### Given request 1
Reproduce the passage of the Whitburn endorsement article starting at "In endorsing Whitburn, the" and ending at "the editorial said.".
### Given request 2
Carry on the article about the club's endorsement of Whitburn from the point where it stops.

##### Page #####

Friday, July 06, 2007
Club Endorses Whitburn for Third District Council Seat
Queer Democrats Pick Their Ex-President Over Susan Davis’ Aide
by MARK GABRISH CONLAN
Copyright © 2007 by Mark Gabrish Conlan for Zenger’s Newsmagazine • All rights reserved
Photos, top to bottom: Stephen Whitburn, Todd Gloria, John Hartley, Rocky Neptun
As expected, the predominantly Queer San Diego Democratic Club endorsed its immediate past president, Stephen Whitburn, in his race for the District 3 seat on the San Diego City Council at an unusually well-attended three-hour meeting June 28. The club made its decision after hearing from four candidates in the race, openly Gay Democrats Whitburn and Todd Gloria, an aide to Congressmember Susan Davis; a non-Queer Democrat, former City Councilmember John Hartley; and Rocky Neptun, an openly Queer candidate whose Green Party affiliation made him ineligible for the endorsement.
In endorsing Whitburn, the club brushed aside pressure from the Gay & Lesbian Times newsmagazine, which had published an editorial in its June 28 edition saying “the club’s motion to endorse is too soon” and calling on the club to wait until the first financial reporting period in the race, which ends July 31. “A huge lead [in money-raising] by one of the three Gay candidates could be just the indicator needed to get behind one truly viable Gay candidate,” the editorial said.
The paper hasn’t made its own endorsement in the race yet, but Gay & Lesbian Times columnist Nicole Murray Ramirez has endorsed Todd Gloria. Indeed, Murray Ramirez has repeatedly called for Whitburn and all other Queer candidates to withdraw from the race so the community can rally behind Gloria the way it did behind the current District 3 Councilmember, Toni Atkins, after her predecessor, Christine Kehoe, was termed out in 2000. In addition to its own literature, the Gloria campaign distributed the Gay & Lesbian Times editorial, reprinted as a flyer on lavender paper, at the June 28 endorsement meeting.

##### Given data #####

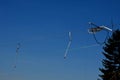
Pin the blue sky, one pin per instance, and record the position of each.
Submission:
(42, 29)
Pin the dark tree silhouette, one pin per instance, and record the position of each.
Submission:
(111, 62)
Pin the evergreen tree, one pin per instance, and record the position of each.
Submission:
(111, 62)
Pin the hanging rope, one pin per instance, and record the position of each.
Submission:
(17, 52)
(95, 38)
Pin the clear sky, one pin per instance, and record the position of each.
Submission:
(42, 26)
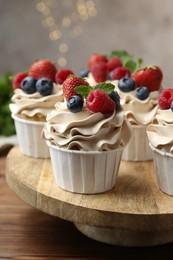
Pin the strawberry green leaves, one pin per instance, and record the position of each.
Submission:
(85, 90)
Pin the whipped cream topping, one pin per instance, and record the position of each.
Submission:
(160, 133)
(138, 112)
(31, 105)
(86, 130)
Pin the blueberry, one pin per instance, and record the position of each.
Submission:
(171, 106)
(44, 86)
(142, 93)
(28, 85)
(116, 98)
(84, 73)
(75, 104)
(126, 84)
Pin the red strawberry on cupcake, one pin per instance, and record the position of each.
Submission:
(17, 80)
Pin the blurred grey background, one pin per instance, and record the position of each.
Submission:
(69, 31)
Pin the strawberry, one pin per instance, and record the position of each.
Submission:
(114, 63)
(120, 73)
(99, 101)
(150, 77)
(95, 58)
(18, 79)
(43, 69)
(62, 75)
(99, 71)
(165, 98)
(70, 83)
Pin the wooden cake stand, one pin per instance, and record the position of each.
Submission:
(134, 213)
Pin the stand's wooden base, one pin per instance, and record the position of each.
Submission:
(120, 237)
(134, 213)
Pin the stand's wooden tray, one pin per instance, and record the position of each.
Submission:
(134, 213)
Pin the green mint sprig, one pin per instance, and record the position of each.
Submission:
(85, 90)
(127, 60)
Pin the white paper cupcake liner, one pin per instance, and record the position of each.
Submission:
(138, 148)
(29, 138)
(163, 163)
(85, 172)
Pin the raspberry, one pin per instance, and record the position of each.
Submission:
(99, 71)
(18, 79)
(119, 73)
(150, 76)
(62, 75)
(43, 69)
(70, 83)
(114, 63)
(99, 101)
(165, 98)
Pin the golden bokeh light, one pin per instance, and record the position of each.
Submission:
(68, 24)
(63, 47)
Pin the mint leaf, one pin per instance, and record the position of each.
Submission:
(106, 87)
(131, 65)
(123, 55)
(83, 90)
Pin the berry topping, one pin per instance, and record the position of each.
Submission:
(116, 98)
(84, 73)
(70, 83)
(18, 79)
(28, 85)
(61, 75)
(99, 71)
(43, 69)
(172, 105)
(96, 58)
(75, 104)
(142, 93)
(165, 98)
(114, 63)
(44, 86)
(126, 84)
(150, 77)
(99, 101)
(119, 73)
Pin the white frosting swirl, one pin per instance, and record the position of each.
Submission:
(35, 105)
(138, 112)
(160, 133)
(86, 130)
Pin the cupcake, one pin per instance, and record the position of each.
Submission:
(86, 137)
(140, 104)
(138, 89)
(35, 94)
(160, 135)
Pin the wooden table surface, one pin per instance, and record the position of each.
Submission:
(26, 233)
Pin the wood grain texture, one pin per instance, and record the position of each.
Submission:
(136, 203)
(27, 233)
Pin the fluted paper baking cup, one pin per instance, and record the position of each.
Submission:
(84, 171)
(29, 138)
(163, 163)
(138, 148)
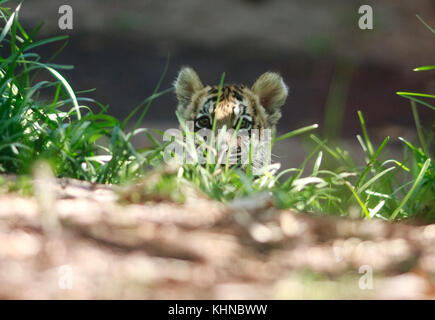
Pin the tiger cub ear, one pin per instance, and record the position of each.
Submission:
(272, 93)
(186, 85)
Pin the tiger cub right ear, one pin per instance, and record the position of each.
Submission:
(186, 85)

#####
##### Given data #####

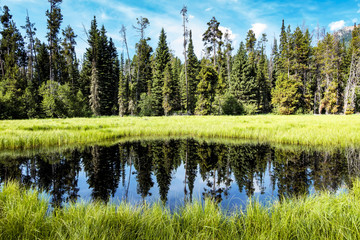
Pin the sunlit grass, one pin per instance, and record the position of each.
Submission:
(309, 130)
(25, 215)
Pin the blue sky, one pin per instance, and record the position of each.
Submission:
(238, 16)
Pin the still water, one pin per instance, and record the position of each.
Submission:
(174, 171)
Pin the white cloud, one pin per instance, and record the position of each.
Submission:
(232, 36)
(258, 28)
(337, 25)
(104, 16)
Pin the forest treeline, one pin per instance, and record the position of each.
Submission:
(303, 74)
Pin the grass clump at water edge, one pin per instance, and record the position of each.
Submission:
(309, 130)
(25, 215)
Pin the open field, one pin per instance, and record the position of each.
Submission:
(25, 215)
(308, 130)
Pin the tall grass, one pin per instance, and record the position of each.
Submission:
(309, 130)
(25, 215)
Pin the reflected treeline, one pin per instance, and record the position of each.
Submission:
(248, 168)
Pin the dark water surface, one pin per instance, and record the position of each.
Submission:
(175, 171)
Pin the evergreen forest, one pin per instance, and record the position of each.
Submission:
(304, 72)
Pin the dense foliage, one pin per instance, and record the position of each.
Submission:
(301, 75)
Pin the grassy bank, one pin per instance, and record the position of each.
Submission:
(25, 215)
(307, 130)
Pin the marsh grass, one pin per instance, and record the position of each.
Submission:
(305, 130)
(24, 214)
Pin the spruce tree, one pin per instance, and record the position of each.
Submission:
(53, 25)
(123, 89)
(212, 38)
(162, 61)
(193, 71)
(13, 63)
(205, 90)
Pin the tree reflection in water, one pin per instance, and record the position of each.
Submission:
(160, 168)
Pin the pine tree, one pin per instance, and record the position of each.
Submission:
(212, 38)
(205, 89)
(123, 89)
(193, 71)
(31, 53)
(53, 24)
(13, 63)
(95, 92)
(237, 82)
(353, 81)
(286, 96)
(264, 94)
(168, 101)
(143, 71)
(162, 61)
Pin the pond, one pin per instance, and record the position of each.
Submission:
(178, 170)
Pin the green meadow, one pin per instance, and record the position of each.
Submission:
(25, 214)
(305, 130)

#####

### Expected output 1
In endorsing Whitburn, the club brushed aside pressure from the Gay & Lesbian Times newsmagazine, which had published an editorial in its June 28 edition saying “the club’s motion to endorse is too soon” and calling on the club to wait until the first financial reporting period in the race, which ends July 31. “A huge lead [in money-raising] by one of the three Gay candidates could be just the indicator needed to get behind one truly viable Gay candidate,” the editorial said.

### Expected output 2
Gloria got to speak first in the candidates’ forum, and based his appeal on his deep roots in San Diego. “My family came to San Diego in the 1920’s,” he said. “My mother grew up on Wilson Avenue. My parents were married in Kensington. My family is the Third District. I serve as a San Diego housing commissioner and I’ve helped provide 2,000 affordable housing units. I worked on the Mid-City Prostitution Panel with Susan Davis’ office. I try to find solutions to local problems, including parking on Adams Avenue and restoring Chollas Creek.”
Hartley, up second, stressed neighborhood activism and his Queer-friendly record during his previous tenure as a City Councilmember from 1989 to 1993. “I started in 1988 with the Campaign for District Elections,” he said. “The next year, with GLBT [Queer] help, I ran for the City Council and won. I led the campaign to pass the Human Dignity Ordinance [San Diego’s basic law banning discrimination on the basis of sexual orientation, which after Hartley left the Council was amended to cover gender identity as well]. I also got the first block-grant funding for the Lesbian, Gay, Bisexual, Transgender Community Center. I led the fight for a Human Relations Commission and I hired Christine Kehoe and encouraged her run for the City Council in 1993” (when Kehoe became the first openly Queer person elected to office in San Diego County).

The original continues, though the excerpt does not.